▶ **What the task requires**:
Lines before the one containing "Pointing guideline: for each instance of the stone gate" are excluded. Repeat that line and every line after it, exactly.
···
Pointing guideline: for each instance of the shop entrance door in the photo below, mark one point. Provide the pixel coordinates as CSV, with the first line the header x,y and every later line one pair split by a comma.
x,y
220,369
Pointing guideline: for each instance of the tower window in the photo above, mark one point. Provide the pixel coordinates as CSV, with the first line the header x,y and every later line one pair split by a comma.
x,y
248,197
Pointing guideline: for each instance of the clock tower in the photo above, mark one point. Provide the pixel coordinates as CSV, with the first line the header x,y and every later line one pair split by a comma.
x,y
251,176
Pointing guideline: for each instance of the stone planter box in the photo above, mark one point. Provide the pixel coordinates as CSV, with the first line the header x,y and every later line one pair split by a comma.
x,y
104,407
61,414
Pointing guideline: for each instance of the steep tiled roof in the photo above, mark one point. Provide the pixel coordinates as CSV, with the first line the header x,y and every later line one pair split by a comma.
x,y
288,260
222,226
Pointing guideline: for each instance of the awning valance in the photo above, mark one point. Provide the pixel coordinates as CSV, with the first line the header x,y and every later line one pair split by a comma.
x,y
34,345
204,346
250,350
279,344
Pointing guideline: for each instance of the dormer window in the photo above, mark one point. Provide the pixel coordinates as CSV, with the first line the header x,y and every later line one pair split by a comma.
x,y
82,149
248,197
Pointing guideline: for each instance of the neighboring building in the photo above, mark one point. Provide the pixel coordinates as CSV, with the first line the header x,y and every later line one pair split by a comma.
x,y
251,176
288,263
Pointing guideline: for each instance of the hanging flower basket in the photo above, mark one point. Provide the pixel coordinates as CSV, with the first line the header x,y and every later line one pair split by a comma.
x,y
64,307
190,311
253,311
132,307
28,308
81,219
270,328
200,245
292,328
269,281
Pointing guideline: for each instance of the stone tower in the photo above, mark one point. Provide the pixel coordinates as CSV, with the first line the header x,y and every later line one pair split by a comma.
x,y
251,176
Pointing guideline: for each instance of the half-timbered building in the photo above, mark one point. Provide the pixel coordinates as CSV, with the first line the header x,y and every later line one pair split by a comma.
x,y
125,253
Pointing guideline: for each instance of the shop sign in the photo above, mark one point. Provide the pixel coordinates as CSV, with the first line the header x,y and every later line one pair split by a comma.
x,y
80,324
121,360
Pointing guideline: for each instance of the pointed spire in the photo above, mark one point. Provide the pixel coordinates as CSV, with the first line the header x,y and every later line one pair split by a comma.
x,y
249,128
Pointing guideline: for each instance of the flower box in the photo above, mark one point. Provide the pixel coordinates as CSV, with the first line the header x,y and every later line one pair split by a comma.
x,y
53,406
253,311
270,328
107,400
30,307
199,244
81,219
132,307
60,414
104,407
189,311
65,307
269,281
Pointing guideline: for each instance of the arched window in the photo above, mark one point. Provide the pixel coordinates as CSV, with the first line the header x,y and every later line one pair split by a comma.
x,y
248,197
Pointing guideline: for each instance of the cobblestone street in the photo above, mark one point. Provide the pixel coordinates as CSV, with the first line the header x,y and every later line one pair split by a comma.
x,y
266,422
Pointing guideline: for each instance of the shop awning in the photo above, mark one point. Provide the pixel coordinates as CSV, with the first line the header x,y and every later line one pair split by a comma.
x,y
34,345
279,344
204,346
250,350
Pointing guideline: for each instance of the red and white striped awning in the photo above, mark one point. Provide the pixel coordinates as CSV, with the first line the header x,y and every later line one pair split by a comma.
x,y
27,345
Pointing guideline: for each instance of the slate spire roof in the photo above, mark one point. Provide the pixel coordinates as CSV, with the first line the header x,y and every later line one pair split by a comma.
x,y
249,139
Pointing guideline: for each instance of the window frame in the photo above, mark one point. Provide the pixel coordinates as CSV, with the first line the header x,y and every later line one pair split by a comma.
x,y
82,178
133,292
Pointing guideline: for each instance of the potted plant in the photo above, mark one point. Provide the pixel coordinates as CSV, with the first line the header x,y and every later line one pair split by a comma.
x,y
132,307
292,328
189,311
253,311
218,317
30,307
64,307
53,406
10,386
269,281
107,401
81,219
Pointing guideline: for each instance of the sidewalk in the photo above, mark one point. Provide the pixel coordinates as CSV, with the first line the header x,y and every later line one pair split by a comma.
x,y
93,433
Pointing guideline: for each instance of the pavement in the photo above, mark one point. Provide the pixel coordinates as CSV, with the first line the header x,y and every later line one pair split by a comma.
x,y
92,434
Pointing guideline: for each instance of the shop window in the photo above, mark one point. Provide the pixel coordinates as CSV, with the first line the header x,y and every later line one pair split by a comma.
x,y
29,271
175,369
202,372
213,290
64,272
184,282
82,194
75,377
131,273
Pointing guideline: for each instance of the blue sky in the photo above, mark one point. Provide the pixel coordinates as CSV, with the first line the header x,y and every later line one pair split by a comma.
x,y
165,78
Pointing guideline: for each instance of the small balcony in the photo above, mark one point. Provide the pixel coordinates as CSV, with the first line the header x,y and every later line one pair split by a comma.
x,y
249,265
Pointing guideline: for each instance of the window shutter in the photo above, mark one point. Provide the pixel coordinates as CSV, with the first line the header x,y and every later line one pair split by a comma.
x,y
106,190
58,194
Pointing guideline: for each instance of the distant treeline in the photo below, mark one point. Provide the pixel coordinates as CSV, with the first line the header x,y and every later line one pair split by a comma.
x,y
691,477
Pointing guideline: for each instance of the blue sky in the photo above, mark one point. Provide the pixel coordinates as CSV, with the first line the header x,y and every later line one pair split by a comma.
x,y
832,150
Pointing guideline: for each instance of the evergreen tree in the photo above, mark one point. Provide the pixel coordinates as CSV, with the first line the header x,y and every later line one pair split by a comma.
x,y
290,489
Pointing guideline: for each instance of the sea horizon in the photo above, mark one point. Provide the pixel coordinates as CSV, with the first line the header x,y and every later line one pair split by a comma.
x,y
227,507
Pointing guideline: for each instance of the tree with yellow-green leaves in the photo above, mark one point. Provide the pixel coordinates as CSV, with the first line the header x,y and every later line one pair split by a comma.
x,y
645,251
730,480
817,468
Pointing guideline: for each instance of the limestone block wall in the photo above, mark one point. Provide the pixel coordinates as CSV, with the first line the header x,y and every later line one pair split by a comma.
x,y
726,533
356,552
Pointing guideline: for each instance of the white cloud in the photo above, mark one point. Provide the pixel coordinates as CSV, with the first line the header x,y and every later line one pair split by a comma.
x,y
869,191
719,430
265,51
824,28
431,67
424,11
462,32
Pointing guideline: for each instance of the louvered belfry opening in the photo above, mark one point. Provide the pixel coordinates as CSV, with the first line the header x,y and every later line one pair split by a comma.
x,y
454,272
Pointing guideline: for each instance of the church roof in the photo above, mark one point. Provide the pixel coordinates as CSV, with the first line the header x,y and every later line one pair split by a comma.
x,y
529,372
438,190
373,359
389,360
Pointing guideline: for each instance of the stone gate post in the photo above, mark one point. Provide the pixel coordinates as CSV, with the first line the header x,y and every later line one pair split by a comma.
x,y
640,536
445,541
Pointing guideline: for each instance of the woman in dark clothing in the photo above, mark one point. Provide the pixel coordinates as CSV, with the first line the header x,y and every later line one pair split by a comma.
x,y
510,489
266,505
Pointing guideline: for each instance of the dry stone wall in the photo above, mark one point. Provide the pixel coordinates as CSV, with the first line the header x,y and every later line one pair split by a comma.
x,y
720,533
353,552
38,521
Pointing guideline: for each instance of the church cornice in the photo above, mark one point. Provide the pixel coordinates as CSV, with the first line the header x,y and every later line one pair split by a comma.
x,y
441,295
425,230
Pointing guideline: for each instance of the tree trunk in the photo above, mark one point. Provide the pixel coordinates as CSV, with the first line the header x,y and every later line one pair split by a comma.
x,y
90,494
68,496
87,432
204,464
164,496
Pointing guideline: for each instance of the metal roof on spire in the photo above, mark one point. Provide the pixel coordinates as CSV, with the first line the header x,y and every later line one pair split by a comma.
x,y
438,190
···
▶ **Exercise result**:
Pointing guideline: for each instance of the stone gate post in the photo above, mark one point. Provide the pixel coordinates as CSV, with the first line the header x,y and every later line one pair split by a comma.
x,y
640,536
445,541
Pointing guideline: for each instance of the woman in dark clothing in the photo above, mark one point. Provide the pixel coordinates as CSV, with the first line the header x,y and every later line one pair split by a comma.
x,y
510,489
266,505
Pointing guideline: for each instance of the dry stone wall in the photo above, mark one point. Provide the pixel coordinates as CSV, with the first line the header x,y and every later line one pair split by a comma.
x,y
720,533
353,552
38,521
Pointing guideline: for each instance of the church cornice in the photo above, mark one point. Provide the pixel coordinates as CSV, with the first line the header x,y and every later line one pair split by a comma.
x,y
441,295
425,230
Pointing guideline: for each instance of the tree trunk in the photo above, mark one point. Provide the pixel coordinates as CSV, with the first line the header x,y and every later line one pair split by a comma.
x,y
90,494
68,496
87,432
204,464
164,496
Pointing guideline: for each instance of the metal roof on spire in the photo above, mark one point. Provide the pixel coordinates as CSV, with the first line the header x,y and every later line one pair split by a comma.
x,y
438,190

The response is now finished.